Быть может, надеждой на правду влекомый,
Доверил ты волю пришельцу тому?..
Умри ж от раскаянья, друг незнакомый,
Коль ты хоть на миг подчинился ему!»

Самую большую тревогу в Осетии вызывала Южная Осетия. Оккупация, разгул феодального гнета, тяжелое иго, унижавшее национальное достоинство народа – не об этом ли у великого поэта?:

«Цепью железной нам тело сковали,
Мертвым покоя в земле не дают.
Край наш поруган, и горы отняли.
Всех нас позорят и розгами бьют».

Каждая поэтическая строка вождя освободительного движения находилась в тесном контексте той действительности, которая была создана в Осетии второй половины XIX века. Глубоко переживает Коста Хетагуров переселение осетин в Турцию, переселение на Ставрополье и в Грузию, он призывает народ к сохранению единства страны:

«Мы разбрелись, покидая отчизну, –
Скот разгоняет так бешеный зверь.

◆ ◆ ◆ ◆ ◆ ◆ ◆

Что сделать ->
• 1. Какие переселения осетин глубоко переживает Коста Хетагуров, согласно источнику?
• 2. Повторите слово в слово весь кусок источника от слов «Край наш поруган, и» и вниз до слов «так бешеный зверь.» включительно.

Исходные данные ->
◆ ◆ ◆ ◆ ◆ ◆ ◆

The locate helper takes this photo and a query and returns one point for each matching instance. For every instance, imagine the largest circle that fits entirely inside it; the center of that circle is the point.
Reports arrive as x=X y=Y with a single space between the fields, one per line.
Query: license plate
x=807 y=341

◆ ◆ ◆ ◆ ◆ ◆ ◆

Ответы ->
• 1. Переселение осетин в Турцию, на Ставрополье и в Грузию.

• 2.
Край наш поруган, и горы отняли.
Всех нас позорят и розгами бьют».

Каждая поэтическая строка вождя освободительного движения находилась в тесном контексте той действительности, которая была создана в Осетии второй половины XIX века. Глубоко переживает Коста Хетагуров переселение осетин в Турцию, переселение на Ставрополье и в Грузию, он призывает народ к сохранению единства страны:

«Мы разбрелись, покидая отчизну, –
Скот разгоняет так бешеный зверь.